* **Exercise prompt**
A verbatim copy is needed of the lines below from the one containing "else: point(239, 450)." up to and including the one containing "else: point(529, 97).", excluding pictures.

Point-per-instance localization data:
####

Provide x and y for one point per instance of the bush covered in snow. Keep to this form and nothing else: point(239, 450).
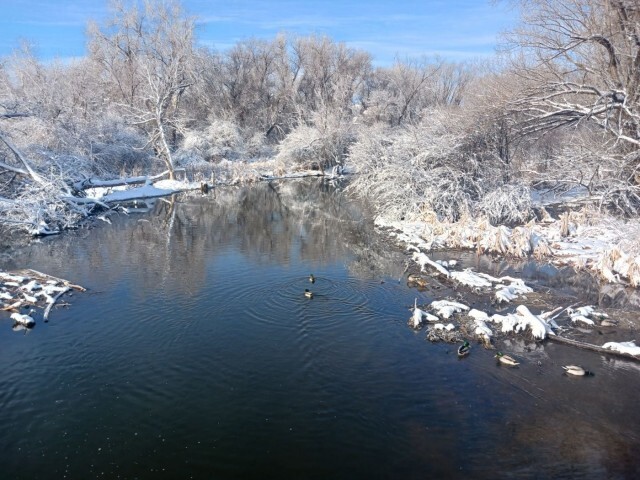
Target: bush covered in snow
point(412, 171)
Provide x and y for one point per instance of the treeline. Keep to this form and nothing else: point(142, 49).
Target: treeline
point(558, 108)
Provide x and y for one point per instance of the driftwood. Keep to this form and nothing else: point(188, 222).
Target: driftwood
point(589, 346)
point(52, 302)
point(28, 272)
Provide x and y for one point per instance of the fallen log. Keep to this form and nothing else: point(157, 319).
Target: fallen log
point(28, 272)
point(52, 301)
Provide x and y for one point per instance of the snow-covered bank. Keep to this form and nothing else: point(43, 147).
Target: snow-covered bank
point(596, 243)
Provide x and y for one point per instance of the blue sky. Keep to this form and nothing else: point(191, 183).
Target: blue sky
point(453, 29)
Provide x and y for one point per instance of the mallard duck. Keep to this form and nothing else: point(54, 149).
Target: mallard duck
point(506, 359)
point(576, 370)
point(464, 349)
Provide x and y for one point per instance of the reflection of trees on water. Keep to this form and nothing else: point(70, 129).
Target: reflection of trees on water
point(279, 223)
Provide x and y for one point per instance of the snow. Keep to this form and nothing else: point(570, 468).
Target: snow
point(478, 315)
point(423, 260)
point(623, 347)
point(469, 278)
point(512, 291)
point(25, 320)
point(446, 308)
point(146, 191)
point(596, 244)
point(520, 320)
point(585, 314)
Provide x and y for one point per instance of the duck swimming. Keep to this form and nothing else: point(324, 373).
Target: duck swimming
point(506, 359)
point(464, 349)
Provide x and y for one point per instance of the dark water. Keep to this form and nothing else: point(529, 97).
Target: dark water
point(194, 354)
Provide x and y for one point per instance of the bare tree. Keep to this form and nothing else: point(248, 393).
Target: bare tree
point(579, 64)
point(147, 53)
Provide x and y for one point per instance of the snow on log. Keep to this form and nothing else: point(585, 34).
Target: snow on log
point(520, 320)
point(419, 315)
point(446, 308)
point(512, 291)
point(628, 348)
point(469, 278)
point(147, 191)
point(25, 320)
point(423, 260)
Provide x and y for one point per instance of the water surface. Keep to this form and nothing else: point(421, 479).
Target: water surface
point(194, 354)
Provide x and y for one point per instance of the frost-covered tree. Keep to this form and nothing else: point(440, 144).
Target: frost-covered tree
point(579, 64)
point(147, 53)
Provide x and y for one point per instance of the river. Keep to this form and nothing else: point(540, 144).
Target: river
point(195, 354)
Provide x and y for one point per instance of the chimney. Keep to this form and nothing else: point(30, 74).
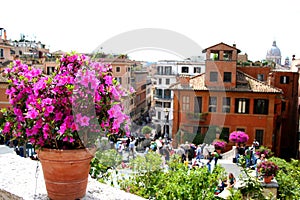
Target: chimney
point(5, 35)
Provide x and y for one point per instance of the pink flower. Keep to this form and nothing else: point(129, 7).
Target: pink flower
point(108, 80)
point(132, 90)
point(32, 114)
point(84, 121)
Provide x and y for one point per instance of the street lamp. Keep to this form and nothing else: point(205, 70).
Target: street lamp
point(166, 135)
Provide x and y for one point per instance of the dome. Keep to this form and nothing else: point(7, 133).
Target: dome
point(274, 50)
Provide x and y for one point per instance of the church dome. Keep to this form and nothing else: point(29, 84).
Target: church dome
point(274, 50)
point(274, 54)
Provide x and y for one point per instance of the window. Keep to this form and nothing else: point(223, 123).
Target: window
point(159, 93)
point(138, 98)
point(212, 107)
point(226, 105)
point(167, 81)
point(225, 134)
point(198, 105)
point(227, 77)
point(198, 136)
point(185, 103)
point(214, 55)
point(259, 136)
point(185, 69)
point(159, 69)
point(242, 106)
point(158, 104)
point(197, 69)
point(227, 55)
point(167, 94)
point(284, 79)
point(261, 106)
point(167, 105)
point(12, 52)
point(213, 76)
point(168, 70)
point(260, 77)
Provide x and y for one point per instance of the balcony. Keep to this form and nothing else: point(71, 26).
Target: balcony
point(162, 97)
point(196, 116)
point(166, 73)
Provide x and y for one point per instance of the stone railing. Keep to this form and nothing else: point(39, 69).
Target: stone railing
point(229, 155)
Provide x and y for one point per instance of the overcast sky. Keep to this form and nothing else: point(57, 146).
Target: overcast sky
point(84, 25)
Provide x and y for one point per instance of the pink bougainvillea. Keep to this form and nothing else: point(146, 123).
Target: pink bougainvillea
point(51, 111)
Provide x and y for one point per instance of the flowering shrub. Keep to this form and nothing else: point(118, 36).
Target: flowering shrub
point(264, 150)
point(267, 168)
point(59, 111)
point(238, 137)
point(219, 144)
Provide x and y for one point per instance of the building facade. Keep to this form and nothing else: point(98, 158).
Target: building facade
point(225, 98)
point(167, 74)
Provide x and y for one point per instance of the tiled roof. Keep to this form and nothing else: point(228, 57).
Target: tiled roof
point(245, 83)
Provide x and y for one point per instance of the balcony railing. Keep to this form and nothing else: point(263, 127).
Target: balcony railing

####

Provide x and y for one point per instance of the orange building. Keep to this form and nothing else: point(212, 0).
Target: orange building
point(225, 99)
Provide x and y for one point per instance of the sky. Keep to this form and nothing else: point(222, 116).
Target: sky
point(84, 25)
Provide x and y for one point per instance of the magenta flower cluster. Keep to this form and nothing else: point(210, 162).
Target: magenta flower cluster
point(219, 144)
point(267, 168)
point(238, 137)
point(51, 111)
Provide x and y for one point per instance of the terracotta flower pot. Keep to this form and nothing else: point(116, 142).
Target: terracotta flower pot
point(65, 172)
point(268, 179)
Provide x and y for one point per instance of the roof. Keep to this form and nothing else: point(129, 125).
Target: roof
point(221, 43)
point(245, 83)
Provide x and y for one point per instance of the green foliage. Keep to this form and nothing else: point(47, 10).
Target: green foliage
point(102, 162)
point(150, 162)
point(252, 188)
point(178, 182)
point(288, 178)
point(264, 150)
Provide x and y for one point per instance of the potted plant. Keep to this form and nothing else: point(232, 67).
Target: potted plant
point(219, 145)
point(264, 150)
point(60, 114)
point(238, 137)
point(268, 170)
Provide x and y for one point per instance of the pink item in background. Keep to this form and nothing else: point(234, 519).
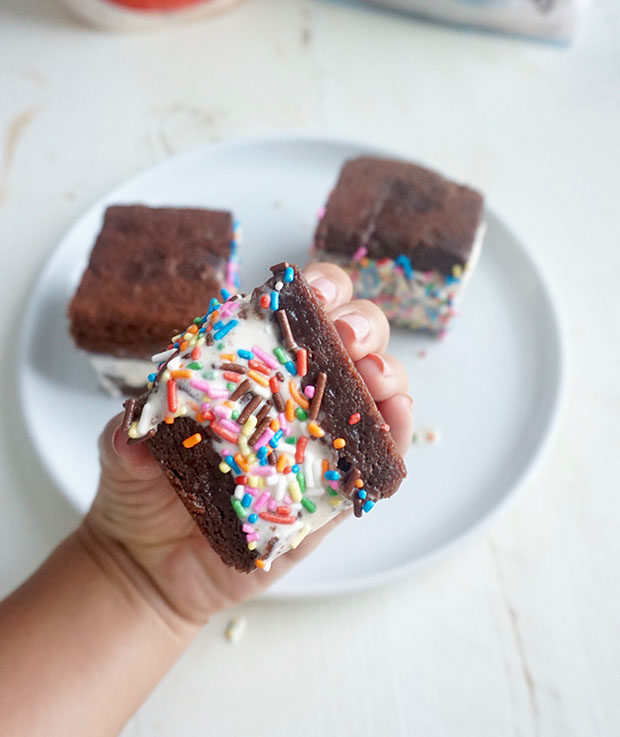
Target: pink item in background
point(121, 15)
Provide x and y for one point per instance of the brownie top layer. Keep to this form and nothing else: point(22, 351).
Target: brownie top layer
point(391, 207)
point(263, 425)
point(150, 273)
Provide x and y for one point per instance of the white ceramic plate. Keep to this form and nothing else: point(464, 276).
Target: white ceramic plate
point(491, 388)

####

* **Finished exercise**
Provide x and y for one point per instance of the bush covered in snow. Keep to this form and nothing else: point(239, 450).
Target: bush covered in snow
point(412, 171)
Provide x and y for one point per instance of the treeline. Keep to this form and nothing else: point(142, 49).
Target: treeline
point(558, 108)
Provide x and y for one point per instance of the driftwood. Keep to this form and nothing else: point(188, 222).
Target: driftwood
point(589, 346)
point(52, 302)
point(28, 272)
Provide x and y for one point per instance of the fallen log. Keep to this form and nothing else: point(157, 319).
Target: fallen log
point(28, 272)
point(52, 301)
Provide x and y for one point per instance of the snow-covered bank. Keep to this form and nothing else: point(43, 147).
Target: snow-covered bank
point(596, 243)
Provide x and y for one point per instance of the blue sky. Keep to this form and nothing else: point(191, 183).
Target: blue sky
point(453, 29)
Provide x and y for one point per instance of the mallard duck. Keep to this form and nothing else: point(54, 149).
Target: mallard duck
point(506, 359)
point(576, 370)
point(464, 349)
Provide x and y for one point per instance of the reflection of trees on water. Keep to this form and nothing else: point(70, 129).
Target: reflection of trees on water
point(279, 223)
Provide x and y for one point per instance of the snow. Keep to this form and nothing else: point(570, 468).
Target: snow
point(478, 315)
point(423, 260)
point(623, 347)
point(469, 278)
point(512, 291)
point(25, 320)
point(446, 308)
point(146, 191)
point(596, 244)
point(520, 320)
point(585, 314)
Provide x and y for one point per instance of the duck swimming. Keep to this form and nothing else: point(324, 373).
Target: duck swimming
point(506, 359)
point(464, 349)
Provide x and y for one point per instance of the dark water. Keep to this form and nothing else: point(529, 97).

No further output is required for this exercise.